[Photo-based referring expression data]
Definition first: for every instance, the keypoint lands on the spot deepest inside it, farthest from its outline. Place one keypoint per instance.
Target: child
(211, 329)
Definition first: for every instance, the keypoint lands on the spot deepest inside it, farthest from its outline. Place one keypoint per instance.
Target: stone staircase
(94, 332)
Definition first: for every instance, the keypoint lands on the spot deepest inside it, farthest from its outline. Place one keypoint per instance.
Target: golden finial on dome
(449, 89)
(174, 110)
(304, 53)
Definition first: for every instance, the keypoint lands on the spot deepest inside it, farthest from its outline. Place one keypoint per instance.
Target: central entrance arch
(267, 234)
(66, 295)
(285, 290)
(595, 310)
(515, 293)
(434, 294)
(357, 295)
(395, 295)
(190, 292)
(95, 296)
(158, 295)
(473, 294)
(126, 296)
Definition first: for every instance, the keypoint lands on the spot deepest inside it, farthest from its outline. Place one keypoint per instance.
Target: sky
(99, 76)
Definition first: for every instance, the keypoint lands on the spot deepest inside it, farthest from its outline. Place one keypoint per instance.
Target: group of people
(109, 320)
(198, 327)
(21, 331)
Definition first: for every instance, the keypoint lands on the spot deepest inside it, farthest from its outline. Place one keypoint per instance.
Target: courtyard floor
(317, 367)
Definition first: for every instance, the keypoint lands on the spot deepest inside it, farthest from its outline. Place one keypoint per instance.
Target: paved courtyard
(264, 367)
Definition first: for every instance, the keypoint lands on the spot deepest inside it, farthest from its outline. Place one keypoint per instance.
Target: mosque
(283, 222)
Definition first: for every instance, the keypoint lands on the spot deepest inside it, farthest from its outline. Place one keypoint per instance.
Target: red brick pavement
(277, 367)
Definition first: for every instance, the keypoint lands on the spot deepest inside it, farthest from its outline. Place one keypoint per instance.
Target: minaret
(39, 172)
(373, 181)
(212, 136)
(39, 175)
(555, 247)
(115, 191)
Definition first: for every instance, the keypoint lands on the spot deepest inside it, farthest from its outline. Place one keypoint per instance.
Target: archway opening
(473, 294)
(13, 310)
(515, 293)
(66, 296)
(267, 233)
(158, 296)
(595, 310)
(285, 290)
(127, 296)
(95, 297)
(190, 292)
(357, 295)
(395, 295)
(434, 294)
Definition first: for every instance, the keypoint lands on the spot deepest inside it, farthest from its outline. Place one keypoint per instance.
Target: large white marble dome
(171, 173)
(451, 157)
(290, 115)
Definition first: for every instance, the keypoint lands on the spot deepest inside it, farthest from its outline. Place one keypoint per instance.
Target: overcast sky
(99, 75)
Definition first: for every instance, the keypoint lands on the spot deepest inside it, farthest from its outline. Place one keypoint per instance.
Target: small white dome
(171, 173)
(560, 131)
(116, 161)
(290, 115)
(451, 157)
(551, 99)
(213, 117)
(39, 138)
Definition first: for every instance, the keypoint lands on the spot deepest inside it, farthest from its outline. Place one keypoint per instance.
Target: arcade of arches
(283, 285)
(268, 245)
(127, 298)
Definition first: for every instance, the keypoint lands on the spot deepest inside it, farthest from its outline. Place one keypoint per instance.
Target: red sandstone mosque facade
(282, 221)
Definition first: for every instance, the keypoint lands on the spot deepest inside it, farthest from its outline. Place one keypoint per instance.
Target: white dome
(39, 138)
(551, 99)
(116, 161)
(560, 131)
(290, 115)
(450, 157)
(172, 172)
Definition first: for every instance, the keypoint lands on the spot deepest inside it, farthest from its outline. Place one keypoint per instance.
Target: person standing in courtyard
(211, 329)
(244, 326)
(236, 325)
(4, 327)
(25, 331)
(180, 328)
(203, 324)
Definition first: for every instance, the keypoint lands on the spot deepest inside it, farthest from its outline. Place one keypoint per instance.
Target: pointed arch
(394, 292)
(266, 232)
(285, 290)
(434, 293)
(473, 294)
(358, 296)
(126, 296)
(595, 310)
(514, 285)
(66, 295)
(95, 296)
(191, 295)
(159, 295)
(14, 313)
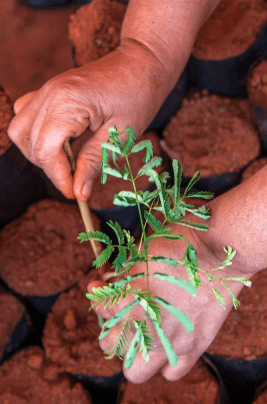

Task instructions: Begin at the line containing "Target: overcast sky" and copy every line through the end of the data above exactly, omitting the pictures.

Exercise output:
Target: overcast sky
(99, 75)
Definition first: for every instance, the keypoint lands on the spot deepest inside it, farthest from its outline. Place one keypoint per instance.
Target: small white dome
(171, 173)
(560, 131)
(116, 161)
(290, 115)
(451, 157)
(551, 99)
(213, 117)
(39, 138)
Definition first: for every instance, the keypoint lands on the spot deepest inside it, farthest from its outline. Place one keypoint per instance.
Target: arcade of arches
(283, 285)
(268, 245)
(127, 298)
Definition first: for every instance, the keypoint lands on the spot deepest inside it, farthest from its outline. Place one keypoint per instance.
Target: red sandstone mosque facade
(282, 221)
Definition first: for every instance, the keypoint lands on the spot deepest inside it, farthest from its outline. Place one keypoint per instance.
Target: white dome
(39, 138)
(551, 99)
(116, 161)
(560, 131)
(290, 115)
(450, 157)
(172, 172)
Definition first: for every instance, the keypoint lands on the spot deepest inside it, farthest from its outline. Place one keypoint per instance.
Target: person standing in courtyard
(211, 329)
(244, 326)
(236, 325)
(4, 327)
(25, 331)
(180, 328)
(203, 324)
Definition first: for every instance, the keypoint lands on the spot deepest inside it, farthest from its outline. Place one keypoint per instance.
Target: pointed arch
(394, 292)
(266, 232)
(285, 290)
(434, 293)
(473, 294)
(358, 296)
(126, 296)
(595, 310)
(514, 285)
(66, 295)
(95, 296)
(191, 295)
(159, 295)
(14, 313)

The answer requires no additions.